> [TASK OBJECTIVE]:
Output exactly the lines between the line that contains "the tent fabric" and the last line of the material, counting both.

> [SUPPLIED ENTRIES]:
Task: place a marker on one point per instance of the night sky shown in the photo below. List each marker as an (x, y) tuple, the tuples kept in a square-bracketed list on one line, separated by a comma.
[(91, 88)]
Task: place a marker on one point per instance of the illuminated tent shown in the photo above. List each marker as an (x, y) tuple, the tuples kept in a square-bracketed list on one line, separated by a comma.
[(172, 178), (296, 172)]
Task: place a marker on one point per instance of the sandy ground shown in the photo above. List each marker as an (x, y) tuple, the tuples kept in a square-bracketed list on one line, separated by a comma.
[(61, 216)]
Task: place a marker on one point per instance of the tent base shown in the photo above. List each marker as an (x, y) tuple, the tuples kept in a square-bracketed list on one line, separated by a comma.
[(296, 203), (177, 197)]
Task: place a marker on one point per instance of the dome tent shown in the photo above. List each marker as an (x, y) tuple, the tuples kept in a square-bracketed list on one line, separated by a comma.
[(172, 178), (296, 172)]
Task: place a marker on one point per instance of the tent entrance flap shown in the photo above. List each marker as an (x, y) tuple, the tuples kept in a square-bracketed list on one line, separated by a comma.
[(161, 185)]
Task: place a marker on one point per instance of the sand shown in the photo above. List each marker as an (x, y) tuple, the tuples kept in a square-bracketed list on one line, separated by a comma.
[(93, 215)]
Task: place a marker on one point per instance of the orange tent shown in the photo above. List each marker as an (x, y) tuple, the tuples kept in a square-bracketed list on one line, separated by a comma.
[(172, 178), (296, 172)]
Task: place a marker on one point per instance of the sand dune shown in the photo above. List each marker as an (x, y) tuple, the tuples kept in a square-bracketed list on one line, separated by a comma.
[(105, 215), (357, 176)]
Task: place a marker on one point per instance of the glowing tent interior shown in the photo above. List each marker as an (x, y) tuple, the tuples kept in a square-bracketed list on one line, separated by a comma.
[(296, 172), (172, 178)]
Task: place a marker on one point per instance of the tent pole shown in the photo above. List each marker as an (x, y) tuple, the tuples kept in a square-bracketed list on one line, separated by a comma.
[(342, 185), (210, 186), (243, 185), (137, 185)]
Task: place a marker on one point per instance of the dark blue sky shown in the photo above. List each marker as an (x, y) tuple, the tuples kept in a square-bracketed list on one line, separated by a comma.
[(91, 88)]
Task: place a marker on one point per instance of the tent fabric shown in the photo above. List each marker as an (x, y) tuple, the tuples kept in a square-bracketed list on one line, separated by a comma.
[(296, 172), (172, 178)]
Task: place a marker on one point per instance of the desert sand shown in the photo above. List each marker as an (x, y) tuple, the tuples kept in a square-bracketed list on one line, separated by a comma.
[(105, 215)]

> [FINAL ANSWER]:
Task: place a marker on one point per instance of the tent fabric shown in the photo above. List each marker as an (x, y) tuple, the tuples kept in a square-bracketed list on one line, separated by a comma.
[(296, 172), (172, 178)]
Task: place a marker on one point per instance of the desert sand shown in the photo above. List each marker as an (x, y) tuple, the tuples kept in a square-bracketed list on one line, separated by a comma.
[(105, 215)]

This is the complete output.